The exercise:
Write out each line exactly as it stands, please.
═══ Data listing
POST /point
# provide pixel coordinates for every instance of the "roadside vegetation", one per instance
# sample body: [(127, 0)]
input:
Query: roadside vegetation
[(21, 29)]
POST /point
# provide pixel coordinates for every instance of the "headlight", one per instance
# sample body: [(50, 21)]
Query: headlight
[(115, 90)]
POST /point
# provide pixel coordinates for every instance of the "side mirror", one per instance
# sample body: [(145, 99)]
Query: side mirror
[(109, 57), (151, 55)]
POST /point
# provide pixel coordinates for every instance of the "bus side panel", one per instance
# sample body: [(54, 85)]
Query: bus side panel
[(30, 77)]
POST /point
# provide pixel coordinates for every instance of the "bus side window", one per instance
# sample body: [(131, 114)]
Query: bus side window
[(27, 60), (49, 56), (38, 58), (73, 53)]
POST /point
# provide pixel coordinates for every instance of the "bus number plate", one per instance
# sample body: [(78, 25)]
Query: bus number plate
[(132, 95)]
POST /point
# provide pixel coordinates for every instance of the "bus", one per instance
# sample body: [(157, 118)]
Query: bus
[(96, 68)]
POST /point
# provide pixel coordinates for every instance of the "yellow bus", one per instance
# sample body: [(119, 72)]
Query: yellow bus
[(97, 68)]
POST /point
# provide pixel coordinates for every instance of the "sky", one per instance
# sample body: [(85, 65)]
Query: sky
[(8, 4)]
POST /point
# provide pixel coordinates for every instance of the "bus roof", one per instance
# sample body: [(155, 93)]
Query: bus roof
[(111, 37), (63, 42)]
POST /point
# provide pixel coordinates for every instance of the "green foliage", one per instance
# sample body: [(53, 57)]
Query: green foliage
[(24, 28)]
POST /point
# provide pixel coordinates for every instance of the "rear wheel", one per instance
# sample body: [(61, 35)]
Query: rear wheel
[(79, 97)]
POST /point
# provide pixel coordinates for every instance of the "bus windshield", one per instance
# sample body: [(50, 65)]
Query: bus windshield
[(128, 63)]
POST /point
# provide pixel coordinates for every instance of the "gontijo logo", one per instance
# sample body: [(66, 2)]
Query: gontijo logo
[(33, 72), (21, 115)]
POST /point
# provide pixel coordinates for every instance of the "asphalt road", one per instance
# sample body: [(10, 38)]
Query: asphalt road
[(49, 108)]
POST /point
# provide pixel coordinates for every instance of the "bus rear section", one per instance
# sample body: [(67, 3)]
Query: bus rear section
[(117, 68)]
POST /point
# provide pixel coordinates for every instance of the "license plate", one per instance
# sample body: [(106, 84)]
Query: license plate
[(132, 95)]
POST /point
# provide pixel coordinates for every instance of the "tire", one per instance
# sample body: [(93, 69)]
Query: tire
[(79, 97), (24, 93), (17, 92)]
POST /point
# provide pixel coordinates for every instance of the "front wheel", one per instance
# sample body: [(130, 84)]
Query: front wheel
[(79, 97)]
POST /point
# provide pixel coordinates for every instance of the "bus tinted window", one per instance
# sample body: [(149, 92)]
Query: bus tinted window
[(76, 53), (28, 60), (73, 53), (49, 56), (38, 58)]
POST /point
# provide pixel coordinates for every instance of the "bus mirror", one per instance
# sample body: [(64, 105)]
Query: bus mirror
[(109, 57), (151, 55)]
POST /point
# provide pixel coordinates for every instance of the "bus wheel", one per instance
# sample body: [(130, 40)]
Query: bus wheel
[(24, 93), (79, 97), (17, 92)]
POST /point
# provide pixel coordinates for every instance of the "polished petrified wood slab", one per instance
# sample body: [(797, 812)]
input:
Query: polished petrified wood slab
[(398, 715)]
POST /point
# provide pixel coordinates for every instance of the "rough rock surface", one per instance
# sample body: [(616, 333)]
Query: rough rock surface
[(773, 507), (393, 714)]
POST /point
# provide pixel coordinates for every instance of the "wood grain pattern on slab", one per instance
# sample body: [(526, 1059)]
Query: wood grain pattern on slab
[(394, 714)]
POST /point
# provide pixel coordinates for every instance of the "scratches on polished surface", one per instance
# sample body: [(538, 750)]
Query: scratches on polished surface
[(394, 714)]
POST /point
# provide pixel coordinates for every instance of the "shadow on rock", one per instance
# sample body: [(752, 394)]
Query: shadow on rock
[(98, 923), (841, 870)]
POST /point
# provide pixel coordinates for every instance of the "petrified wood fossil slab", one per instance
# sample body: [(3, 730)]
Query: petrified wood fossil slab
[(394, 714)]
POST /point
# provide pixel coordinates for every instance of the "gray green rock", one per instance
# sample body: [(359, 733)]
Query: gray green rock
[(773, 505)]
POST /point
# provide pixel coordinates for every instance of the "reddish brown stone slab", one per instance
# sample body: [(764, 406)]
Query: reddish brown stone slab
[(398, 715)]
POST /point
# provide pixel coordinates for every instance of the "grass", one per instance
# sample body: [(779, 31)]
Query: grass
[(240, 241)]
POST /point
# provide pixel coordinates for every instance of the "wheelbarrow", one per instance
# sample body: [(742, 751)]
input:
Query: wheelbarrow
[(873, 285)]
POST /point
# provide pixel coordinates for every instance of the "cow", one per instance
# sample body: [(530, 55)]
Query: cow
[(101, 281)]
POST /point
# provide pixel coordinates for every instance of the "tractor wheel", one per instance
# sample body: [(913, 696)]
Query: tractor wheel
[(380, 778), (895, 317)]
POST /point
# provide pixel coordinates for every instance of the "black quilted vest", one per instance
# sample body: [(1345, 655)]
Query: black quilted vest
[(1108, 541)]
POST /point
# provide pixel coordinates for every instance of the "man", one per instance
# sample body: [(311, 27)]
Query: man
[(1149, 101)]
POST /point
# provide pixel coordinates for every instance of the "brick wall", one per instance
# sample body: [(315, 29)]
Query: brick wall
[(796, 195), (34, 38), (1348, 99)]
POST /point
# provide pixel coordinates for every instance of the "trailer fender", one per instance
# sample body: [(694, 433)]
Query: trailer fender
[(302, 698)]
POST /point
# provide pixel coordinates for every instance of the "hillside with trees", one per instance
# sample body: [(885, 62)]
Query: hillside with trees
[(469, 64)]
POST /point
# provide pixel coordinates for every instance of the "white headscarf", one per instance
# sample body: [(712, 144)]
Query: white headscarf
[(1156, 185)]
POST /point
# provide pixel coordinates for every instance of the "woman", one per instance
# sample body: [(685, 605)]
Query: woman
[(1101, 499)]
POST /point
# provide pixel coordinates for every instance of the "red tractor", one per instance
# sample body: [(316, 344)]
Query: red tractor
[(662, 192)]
══════
The response:
POST /point
# provide pixel coordinates for every instance of the "roadside vegetation", one per instance
# sample body: [(127, 0)]
input:
Query: roadside vegetation
[(21, 29)]
POST /point
# provide pixel coordinates for every instance of the "headlight", one per instance
# sample body: [(50, 21)]
Query: headlight
[(115, 90)]
POST /point
# provide pixel coordinates for every instance of the "side mirror", one per instance
# sample body: [(145, 99)]
Query: side mirror
[(109, 57), (151, 55)]
POST /point
# provide pixel coordinates for every instance of the "bus side panel", one per instance
# sample body: [(54, 85)]
Query: bus side panel
[(30, 77)]
POST /point
# provide pixel coordinates for every instance of the "bus side window", one per instance
# sample body: [(131, 114)]
Query: bus side window
[(27, 60), (49, 56), (38, 58), (73, 53)]
POST /point
# provide pixel coordinates for every instance of the "bus number plate", one per instance
# sample body: [(78, 25)]
Query: bus number plate
[(132, 95)]
POST /point
# provide pixel coordinates for every instance of the "bus", one per instance
# sample body: [(157, 118)]
Query: bus
[(96, 68)]
POST /point
# provide pixel coordinates for every instance of the "yellow bus", one per instance
# sample body: [(119, 72)]
Query: yellow bus
[(97, 68)]
POST /point
# provide pixel coordinates for every instance of the "sky", one per instance
# sample body: [(85, 65)]
Query: sky
[(8, 4)]
POST /point
# provide pixel coordinates for every instance of the "bus roof", one per instance
# sample body: [(155, 93)]
Query: bus roof
[(111, 37), (63, 42)]
POST /point
# provide pixel coordinates for every instance of the "green foliage", one per instance
# sample body: [(53, 57)]
Query: green foliage
[(24, 28)]
POST /point
# provide pixel coordinates for every instance of the "rear wheel", one per instance
# sample body: [(61, 35)]
Query: rear wheel
[(79, 97)]
POST /point
# provide pixel coordinates for every instance of the "bus windshield", one per instance
# sample body: [(50, 65)]
Query: bus windshield
[(128, 63)]
POST /point
# provide pixel coordinates for every instance of the "gontijo logo", one per instance
# sample body: [(66, 2)]
Query: gontijo logo
[(33, 72), (21, 115)]
POST /point
# provide pixel coordinates for every instance of the "asphalt road", one per instance
# sample body: [(10, 38)]
Query: asphalt road
[(49, 108)]
POST /point
# provide pixel coordinates for every instance of the "bus rear section", one per instance
# sample body: [(67, 3)]
Query: bus rear section
[(117, 68)]
POST /point
# provide pixel coordinates for every instance of the "license plate", one per instance
# sample body: [(106, 84)]
Query: license plate
[(132, 95)]
POST /point
# provide pixel coordinates for every instance of the "tire", one per instance
# sample body: [(93, 69)]
Query: tire
[(79, 97), (24, 93), (17, 92)]
POST /point
# provide pixel coordinates for every instance of the "front wheel", one per instance
# sample body: [(130, 84)]
Query: front wheel
[(79, 97)]
POST /point
# provide pixel coordinates for every instance of the "bus tinted window", one per instance
# sample body: [(149, 92)]
Query: bus tinted window
[(76, 53), (28, 60), (73, 53), (49, 56), (38, 58)]
POST /point
# provide pixel coordinates for every instance of the "bus mirror", one per instance
# sample body: [(64, 105)]
Query: bus mirror
[(109, 57), (151, 55)]
POST /point
# provide pixel coordinates for every instance of the "bus wheel", one per instance
# sample body: [(130, 40)]
Query: bus wheel
[(24, 93), (79, 97), (17, 92)]
POST /point
# provide pixel coordinates for every instance of the "polished petrified wood slab", one per instance
# sample body: [(797, 812)]
input:
Query: polished petrified wood slab
[(398, 715)]
POST /point
# provide pixel coordinates for every instance of the "rough rock surface", one per instance
# sample body: [(616, 333)]
Query: rough rock surface
[(773, 507), (393, 714)]
POST /point
# provide pixel coordinates for every instance of the "wood grain pattern on slab", one per instance
# sample body: [(526, 1059)]
Query: wood grain pattern on slab
[(394, 714)]
POST /point
# provide pixel coordinates for every instance of the "scratches on polished surface", one per instance
# sample body: [(538, 750)]
Query: scratches on polished surface
[(394, 714)]
POST /point
# provide pixel coordinates for every instance of the "shadow on rock", one per instance
# sample body: [(752, 394)]
Query: shadow on rock
[(98, 923), (841, 870)]
POST /point
# provide pixel coordinates for every instance of the "petrified wood fossil slab", one per instance
# sample body: [(3, 730)]
Query: petrified wood fossil slab
[(394, 714)]
POST /point
# provide pixel coordinates for every instance of the "gray green rock", one per instance
# sample body: [(359, 733)]
Query: gray green rock
[(773, 505)]
POST /point
# provide pixel coordinates for every instance of the "reddish brown stone slab", one per instance
# sample body: [(764, 406)]
Query: reddish brown stone slab
[(398, 715)]
POST /point
# provide pixel coordinates for every instance of the "grass", one per instance
# sample body: [(779, 31)]
Query: grass
[(240, 241)]
POST /point
# provide pixel coordinates for every instance of the "wheelbarrow", one per instance
# sample body: [(742, 751)]
input:
Query: wheelbarrow
[(873, 285)]
POST /point
# provide pixel coordinates for every instance of the "cow", one per instance
# sample body: [(530, 55)]
Query: cow
[(101, 281)]
POST /point
# provide pixel coordinates for every instance of the "tractor wheel", one per instance
# sample body: [(913, 696)]
Query: tractor wheel
[(380, 778), (895, 317)]
POST /point
# provide pixel coordinates for every instance of the "black quilted vest", one per instance
# sample body: [(1345, 655)]
Query: black quilted vest
[(1108, 541)]
POST /point
# provide pixel coordinates for every instance of the "man", one per instance
# sample body: [(311, 27)]
Query: man
[(1149, 101)]
POST /point
# provide pixel coordinates for every instance of the "brick wall", one per instance
# sample body: [(315, 29)]
Query: brick wall
[(796, 195), (34, 38), (1348, 99)]
POST /point
# provide pixel coordinates for every instance of the "trailer fender", one per instance
# sample body: [(694, 433)]
Query: trailer fender
[(302, 698)]
POST /point
# provide pixel coordinates for every instance of the "hillside with trees", one per instance
# sample body: [(885, 62)]
Query: hillside with trees
[(469, 64)]
POST /point
# provide pixel coordinates for every instance of the "white headscarf", one per instance
# sample body: [(712, 144)]
Query: white headscarf
[(1156, 185)]
POST /point
# provide pixel coordinates for every instance of the "woman", one per instance
# sample body: [(685, 605)]
Query: woman
[(1101, 499)]
POST /point
# provide pixel coordinates for every instance of the "red tractor", one per instance
# sample body: [(316, 344)]
Query: red tractor
[(662, 192)]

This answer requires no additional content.